Gather all lines in the data that hold the string "roof".
───── Information supplied
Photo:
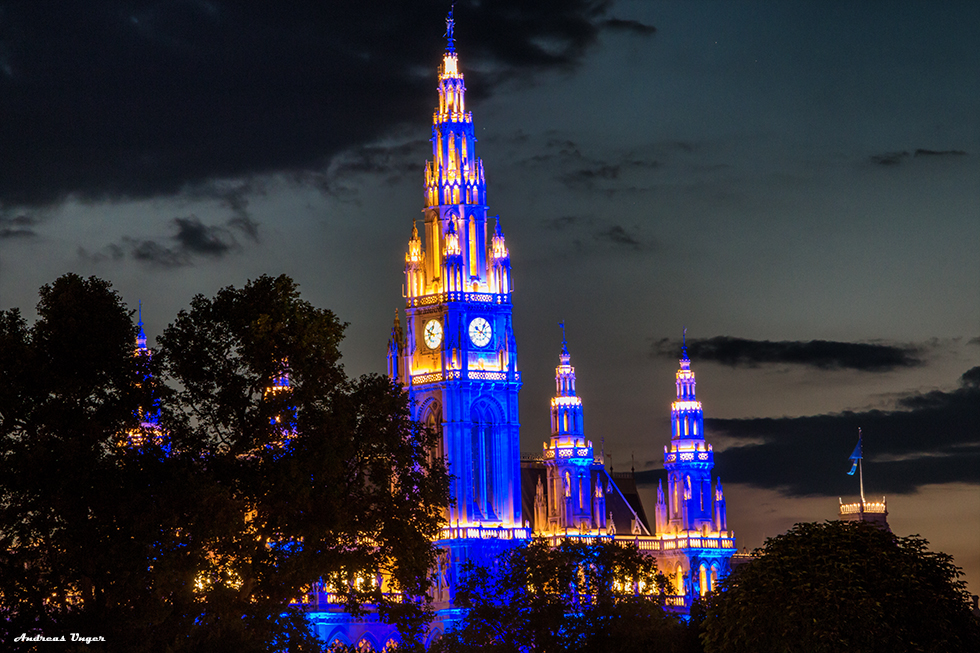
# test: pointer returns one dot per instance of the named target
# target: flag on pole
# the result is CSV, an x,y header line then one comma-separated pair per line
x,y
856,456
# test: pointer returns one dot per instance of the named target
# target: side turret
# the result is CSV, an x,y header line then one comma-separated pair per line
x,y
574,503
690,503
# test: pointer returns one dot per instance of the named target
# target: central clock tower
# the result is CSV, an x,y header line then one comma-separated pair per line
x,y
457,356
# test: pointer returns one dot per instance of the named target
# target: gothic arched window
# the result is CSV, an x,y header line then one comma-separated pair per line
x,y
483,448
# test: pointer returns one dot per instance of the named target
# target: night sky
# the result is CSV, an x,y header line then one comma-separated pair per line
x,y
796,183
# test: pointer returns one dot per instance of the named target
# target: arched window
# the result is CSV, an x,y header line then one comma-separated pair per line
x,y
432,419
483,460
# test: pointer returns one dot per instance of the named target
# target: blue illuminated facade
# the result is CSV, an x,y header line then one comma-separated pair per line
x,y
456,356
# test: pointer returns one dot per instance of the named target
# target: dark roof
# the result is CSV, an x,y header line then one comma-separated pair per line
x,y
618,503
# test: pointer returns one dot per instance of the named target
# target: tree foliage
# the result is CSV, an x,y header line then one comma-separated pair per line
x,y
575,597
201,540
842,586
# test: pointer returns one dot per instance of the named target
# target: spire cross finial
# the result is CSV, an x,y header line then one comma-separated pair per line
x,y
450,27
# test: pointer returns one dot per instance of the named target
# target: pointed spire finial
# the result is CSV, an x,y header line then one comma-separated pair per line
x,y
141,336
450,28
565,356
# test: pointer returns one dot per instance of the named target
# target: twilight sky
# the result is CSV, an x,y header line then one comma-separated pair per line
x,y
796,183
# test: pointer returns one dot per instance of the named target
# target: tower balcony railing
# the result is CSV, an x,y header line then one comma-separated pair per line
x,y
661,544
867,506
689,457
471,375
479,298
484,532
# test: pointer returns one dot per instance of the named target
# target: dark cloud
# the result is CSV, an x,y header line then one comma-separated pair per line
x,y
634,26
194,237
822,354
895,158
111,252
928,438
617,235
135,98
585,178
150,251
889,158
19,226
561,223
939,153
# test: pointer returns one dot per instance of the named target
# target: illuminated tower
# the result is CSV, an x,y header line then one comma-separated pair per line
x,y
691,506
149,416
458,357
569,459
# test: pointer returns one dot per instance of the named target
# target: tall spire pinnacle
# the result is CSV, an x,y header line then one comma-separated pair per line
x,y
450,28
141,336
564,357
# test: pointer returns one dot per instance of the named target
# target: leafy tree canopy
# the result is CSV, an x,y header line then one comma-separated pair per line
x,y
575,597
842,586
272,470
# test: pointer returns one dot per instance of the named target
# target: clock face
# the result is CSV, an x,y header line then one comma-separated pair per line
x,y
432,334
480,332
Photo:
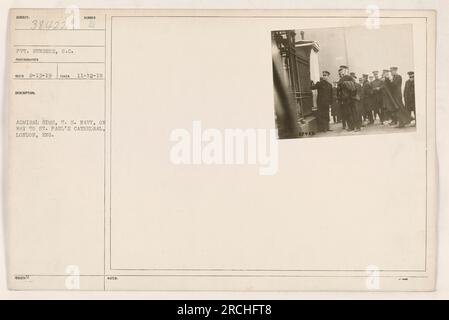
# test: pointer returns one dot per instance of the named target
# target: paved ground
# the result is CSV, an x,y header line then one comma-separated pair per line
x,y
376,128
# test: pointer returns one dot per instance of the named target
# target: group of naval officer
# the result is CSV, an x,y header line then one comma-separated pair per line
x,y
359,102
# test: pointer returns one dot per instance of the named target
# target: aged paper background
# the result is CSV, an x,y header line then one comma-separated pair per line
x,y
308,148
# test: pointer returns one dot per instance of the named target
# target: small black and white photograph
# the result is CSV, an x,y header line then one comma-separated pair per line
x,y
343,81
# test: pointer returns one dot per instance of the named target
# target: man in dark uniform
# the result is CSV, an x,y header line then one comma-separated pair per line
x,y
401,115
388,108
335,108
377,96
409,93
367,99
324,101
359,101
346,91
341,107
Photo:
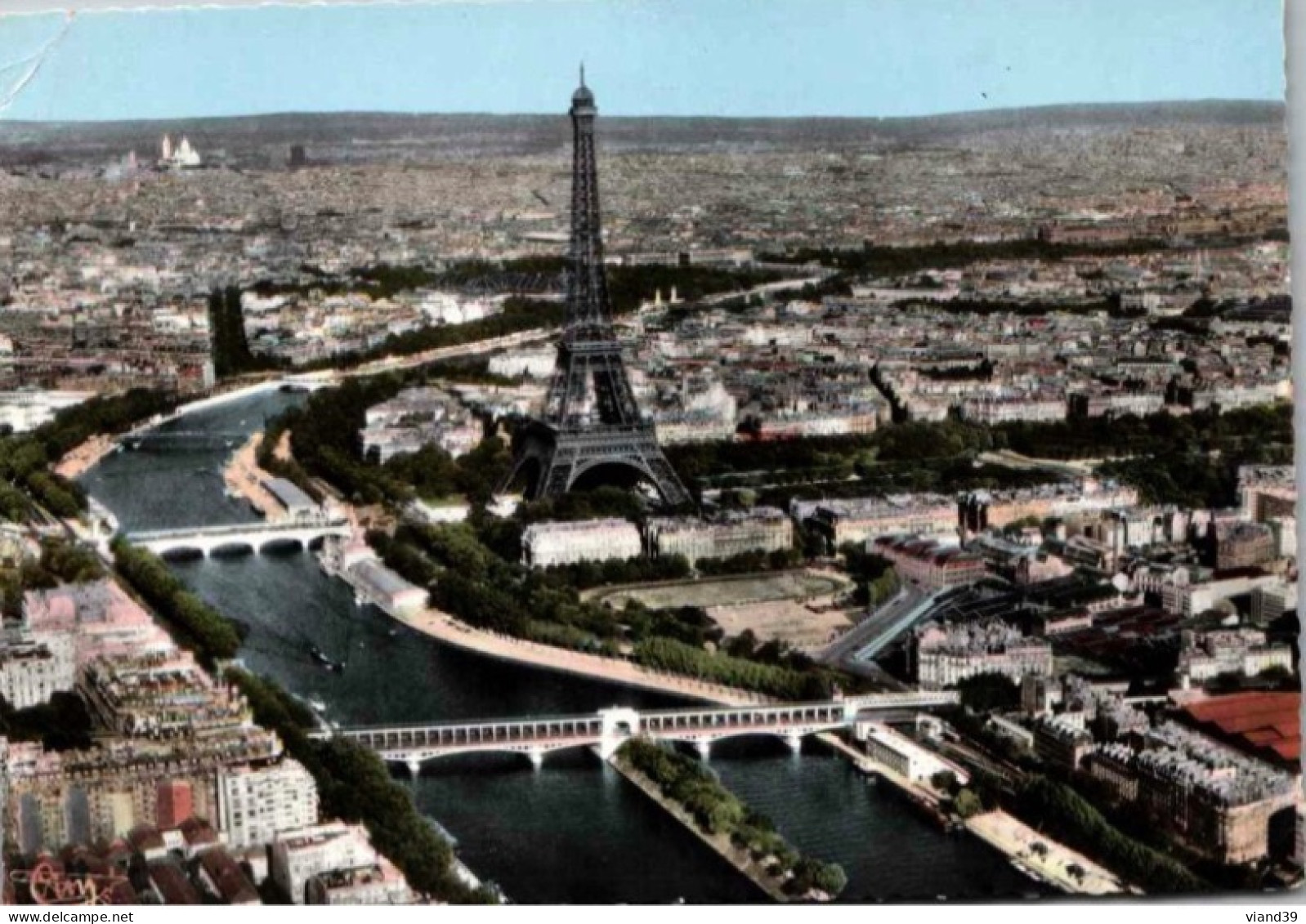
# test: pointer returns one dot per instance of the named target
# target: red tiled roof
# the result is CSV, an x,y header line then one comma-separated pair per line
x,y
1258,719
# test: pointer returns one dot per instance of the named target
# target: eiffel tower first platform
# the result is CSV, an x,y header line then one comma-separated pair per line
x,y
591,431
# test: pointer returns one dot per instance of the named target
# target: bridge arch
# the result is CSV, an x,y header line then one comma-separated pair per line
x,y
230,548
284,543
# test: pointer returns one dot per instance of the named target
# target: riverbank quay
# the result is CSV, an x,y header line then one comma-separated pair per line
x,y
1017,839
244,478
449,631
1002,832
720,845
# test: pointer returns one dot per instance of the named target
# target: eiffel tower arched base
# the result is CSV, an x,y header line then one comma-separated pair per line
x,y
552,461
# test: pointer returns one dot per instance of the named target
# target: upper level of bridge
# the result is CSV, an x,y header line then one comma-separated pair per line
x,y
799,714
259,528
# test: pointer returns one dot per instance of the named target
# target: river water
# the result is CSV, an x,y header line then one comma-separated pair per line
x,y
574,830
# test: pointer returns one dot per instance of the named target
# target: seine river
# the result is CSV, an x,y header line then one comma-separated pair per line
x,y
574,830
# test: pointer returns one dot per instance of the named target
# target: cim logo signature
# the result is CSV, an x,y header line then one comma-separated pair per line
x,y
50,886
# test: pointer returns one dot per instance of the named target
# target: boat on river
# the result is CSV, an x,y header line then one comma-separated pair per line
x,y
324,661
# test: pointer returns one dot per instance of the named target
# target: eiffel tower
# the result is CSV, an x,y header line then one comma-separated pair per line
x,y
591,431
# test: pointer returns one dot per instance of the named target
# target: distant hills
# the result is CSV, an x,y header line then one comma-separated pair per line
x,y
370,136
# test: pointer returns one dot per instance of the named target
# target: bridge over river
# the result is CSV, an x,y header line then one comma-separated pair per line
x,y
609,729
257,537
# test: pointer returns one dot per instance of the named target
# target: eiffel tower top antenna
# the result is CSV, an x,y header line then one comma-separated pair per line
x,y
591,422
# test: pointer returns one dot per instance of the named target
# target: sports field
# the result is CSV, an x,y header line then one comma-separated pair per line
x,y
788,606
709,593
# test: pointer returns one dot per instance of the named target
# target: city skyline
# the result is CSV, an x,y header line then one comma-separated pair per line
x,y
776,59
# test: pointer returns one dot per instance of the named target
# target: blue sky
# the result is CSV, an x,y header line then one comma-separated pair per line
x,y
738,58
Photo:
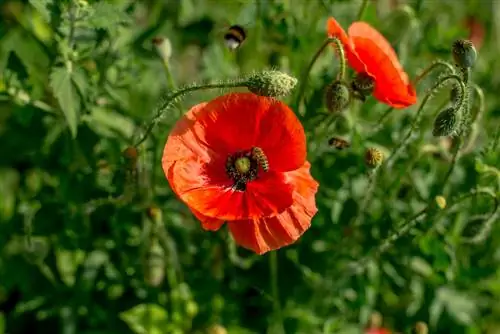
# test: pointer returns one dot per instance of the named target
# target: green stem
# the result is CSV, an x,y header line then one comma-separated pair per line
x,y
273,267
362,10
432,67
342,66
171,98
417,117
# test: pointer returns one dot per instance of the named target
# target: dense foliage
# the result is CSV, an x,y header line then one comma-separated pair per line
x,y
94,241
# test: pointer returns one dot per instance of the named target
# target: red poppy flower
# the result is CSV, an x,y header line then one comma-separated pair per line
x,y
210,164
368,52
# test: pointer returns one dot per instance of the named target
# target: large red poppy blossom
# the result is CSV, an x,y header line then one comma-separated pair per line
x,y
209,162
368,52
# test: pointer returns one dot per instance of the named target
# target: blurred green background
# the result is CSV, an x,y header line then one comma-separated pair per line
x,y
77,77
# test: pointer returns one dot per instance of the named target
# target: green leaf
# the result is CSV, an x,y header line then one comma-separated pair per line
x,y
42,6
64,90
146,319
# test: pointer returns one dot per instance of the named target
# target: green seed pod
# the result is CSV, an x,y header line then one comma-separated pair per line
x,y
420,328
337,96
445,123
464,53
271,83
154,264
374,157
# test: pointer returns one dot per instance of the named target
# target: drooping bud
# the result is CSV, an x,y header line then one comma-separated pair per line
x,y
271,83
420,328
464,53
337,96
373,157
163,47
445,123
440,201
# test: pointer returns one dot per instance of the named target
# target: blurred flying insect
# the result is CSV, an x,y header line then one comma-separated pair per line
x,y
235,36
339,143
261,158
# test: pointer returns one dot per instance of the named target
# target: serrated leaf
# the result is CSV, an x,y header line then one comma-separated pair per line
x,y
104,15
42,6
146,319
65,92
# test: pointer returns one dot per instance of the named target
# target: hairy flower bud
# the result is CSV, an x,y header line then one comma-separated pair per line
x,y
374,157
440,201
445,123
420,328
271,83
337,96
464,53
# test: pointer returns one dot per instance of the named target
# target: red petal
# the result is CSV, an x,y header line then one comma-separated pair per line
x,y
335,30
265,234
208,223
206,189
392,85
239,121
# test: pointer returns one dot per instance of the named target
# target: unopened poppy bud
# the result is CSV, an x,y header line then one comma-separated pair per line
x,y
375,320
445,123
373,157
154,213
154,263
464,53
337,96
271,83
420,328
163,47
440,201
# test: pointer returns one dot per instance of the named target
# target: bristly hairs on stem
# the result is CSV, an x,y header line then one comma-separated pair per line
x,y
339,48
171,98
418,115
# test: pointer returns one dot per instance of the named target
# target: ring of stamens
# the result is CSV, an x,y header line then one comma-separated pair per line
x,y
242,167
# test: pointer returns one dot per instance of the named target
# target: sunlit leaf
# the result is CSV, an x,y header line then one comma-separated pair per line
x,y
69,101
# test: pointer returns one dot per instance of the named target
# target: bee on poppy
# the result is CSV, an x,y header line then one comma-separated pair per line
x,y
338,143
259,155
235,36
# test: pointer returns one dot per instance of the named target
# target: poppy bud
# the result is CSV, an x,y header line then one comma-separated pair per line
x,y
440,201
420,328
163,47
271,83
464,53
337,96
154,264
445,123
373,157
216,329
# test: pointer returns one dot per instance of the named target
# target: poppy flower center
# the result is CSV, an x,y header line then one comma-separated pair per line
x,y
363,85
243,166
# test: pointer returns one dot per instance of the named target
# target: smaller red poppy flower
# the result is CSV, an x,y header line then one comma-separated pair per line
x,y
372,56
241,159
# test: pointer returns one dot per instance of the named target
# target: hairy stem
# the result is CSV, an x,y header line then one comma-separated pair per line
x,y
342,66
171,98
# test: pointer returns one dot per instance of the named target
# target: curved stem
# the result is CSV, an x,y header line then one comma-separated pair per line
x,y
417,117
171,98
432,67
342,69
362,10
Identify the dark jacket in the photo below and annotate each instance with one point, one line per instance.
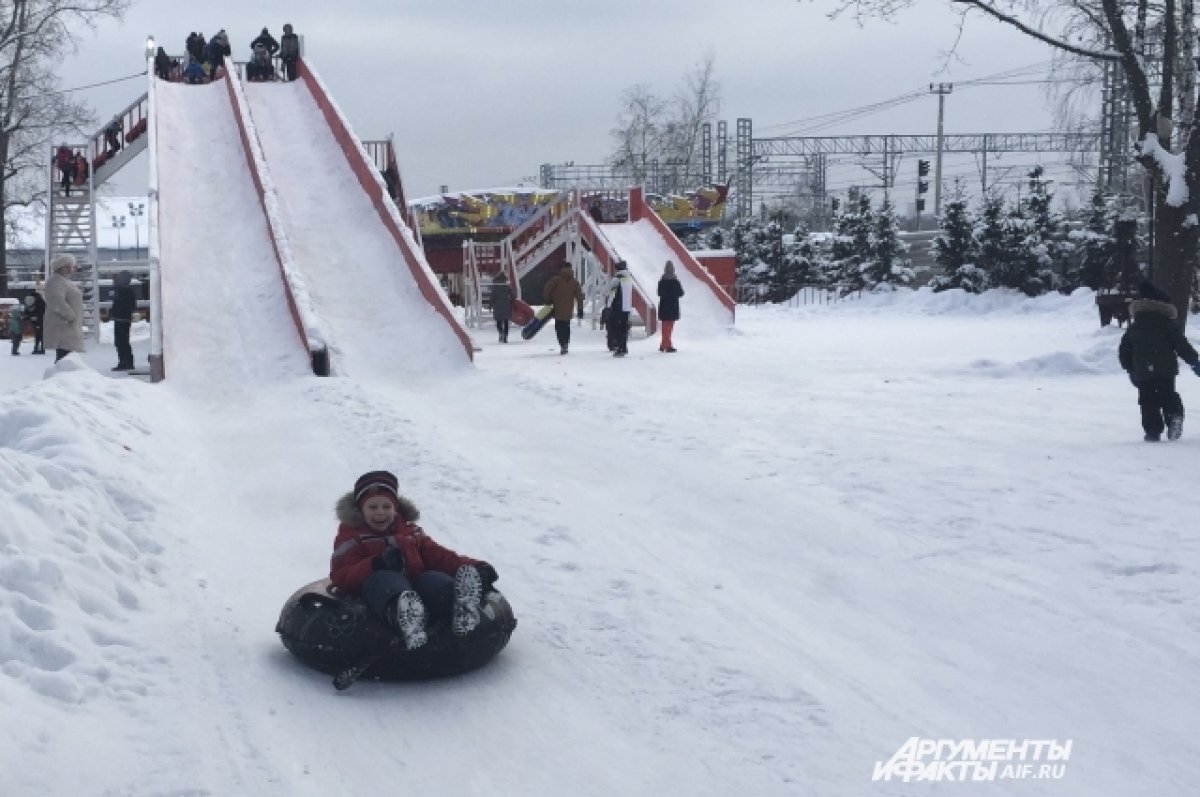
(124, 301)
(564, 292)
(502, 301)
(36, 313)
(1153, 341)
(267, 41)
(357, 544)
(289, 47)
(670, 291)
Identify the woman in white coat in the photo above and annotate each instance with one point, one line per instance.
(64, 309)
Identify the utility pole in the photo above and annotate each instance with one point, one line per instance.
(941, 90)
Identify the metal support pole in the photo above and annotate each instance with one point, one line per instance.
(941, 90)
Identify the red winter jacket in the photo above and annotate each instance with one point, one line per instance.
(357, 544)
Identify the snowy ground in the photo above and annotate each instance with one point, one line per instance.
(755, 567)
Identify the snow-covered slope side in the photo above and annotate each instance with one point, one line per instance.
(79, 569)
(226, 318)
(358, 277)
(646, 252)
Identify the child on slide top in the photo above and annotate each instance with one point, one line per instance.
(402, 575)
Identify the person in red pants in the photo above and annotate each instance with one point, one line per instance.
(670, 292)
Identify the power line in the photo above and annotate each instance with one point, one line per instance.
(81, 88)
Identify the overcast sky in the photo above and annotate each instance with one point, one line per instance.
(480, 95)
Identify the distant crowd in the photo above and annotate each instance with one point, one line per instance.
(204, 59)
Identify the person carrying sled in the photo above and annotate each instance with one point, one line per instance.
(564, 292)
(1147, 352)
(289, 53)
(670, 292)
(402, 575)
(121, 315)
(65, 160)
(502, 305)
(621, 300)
──────────
### Exercise result
# target: dark roof
# target: red tiled roof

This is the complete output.